**** Selected extract ****

1) Can you talk about your history with poetry? How did you get started?

I started writing poetry in high school, mostly to do with homework. I also enjoyed passing cheeky notes in class pretending to be this Mad Magazine character who speaks in verse, tells everyone he'd stop but then get worse. That, or I was pretending to be one of the witches in Macbeth. Talk about lowly beginnings.

2) Your poem "Swirling" in NOÖ [five] calls attention to the way we fill our lives with marginal players, the idea that we're all our own heroes walking around in a world full of stories we don't know. What's funny to me is that it's such a serious theme, such a serious poem, really, and yet on your blog you're always very funny and full of smiley faces. How do you reconcile those moods in your poetry? Are they like two strangers, like the speaker and the cleaning lady in "Swirling," or is it all pretty easy?

Funny that you should mention! People said the same thing about my dad, who was an artist. I remember the vet sidling up to me to whisper the moment his back was turned, "I saw your dad's work in the Sunday newspaper! Those scary, rabid dogs! No one believed me when I said he's my client, that he actually... loves... dogs!" How to explain this? In all forms of art, we tend to express how we feel but this feeling doesn't necessarily reflect how we are in real life. "Swirling" is indeed a sad poem, not something I've experienced myself, but observed in the lives of old people in Italy.

****

The problem :: Name every title of a work or publication mentioned in the interview. The lines that come next are separate material with no connection to the interview.

**** Records provided ****

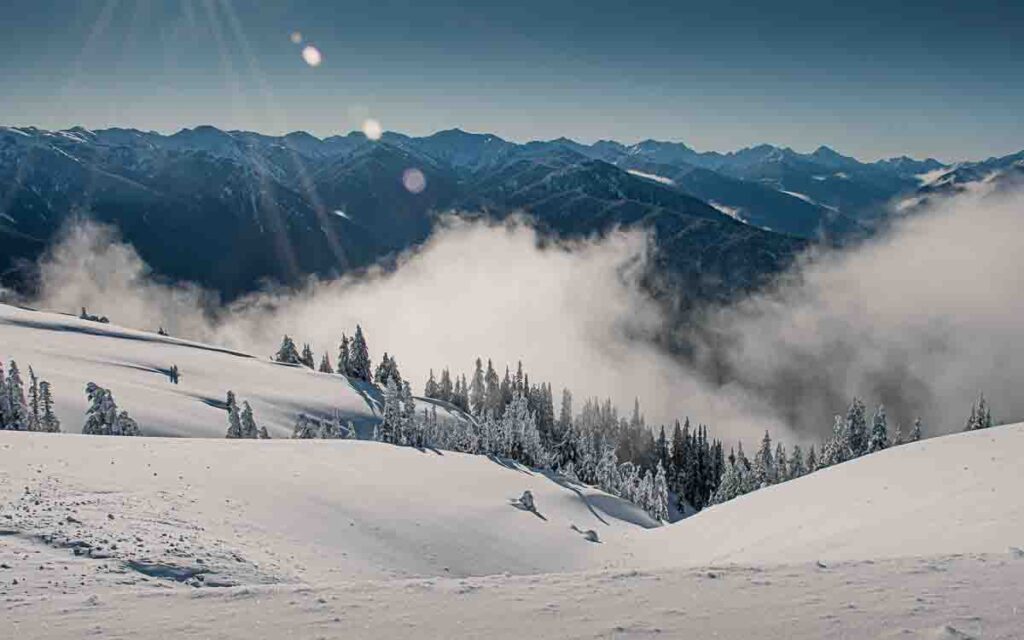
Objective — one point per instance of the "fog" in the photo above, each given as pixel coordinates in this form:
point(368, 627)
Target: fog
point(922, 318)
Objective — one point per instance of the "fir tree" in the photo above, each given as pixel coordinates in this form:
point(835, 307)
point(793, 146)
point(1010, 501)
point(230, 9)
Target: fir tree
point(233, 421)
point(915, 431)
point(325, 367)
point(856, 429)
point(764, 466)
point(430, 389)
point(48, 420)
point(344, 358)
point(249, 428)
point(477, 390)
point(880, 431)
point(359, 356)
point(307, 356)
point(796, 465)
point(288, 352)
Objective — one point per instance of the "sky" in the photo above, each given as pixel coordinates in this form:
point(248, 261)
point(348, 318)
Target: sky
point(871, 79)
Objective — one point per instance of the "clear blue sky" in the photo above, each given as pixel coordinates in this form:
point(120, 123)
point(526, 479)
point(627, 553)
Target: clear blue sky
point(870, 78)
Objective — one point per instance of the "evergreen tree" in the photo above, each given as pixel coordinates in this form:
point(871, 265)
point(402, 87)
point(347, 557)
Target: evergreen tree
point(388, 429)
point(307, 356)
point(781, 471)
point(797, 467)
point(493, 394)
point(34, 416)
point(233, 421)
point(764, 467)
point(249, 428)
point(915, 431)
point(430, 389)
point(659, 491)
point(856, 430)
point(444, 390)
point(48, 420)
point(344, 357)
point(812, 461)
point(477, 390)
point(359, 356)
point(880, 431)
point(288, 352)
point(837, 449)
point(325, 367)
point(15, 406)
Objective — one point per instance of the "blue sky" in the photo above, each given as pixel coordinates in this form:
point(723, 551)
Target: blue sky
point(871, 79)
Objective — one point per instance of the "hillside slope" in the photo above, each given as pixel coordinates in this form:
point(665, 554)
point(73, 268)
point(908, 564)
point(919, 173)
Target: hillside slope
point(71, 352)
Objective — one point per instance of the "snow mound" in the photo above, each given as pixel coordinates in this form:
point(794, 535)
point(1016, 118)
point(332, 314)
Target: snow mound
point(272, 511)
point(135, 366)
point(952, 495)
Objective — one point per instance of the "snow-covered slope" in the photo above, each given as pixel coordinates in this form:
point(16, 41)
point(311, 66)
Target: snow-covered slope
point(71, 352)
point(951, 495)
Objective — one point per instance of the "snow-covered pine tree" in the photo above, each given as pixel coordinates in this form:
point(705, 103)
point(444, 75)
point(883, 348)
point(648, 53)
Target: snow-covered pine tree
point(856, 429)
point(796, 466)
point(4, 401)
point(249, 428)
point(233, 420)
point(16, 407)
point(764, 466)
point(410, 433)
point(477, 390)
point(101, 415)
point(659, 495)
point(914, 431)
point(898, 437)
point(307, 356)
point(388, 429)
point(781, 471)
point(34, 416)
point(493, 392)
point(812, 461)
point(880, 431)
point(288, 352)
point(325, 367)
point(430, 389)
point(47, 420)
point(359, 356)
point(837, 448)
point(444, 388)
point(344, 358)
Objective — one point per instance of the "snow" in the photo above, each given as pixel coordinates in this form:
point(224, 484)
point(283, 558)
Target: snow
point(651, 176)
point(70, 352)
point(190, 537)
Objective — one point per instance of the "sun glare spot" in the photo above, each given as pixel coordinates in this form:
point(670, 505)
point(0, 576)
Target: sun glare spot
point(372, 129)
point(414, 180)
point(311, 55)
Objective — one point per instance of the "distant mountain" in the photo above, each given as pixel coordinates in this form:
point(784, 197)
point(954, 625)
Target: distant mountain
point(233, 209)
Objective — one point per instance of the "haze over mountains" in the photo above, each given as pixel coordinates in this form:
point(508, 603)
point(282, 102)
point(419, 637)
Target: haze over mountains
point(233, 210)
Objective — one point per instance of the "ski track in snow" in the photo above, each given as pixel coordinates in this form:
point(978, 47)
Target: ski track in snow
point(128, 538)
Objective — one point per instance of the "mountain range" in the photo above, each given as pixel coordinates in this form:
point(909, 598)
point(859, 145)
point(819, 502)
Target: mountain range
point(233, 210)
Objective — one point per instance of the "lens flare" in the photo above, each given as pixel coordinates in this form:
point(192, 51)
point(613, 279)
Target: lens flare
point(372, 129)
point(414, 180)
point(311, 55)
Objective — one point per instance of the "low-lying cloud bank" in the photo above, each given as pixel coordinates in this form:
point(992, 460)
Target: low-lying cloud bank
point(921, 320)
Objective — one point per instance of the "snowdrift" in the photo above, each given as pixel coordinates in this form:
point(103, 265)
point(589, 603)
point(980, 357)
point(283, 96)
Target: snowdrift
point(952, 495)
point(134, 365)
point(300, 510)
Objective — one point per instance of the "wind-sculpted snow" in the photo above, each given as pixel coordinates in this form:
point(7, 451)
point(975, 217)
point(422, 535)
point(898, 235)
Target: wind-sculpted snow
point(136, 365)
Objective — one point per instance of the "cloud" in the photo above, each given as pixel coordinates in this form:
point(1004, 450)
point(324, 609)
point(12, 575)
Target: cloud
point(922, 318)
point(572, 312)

****

Answer for the task :: Mad Magazine, Macbeth, "Swirling," and NOÖ.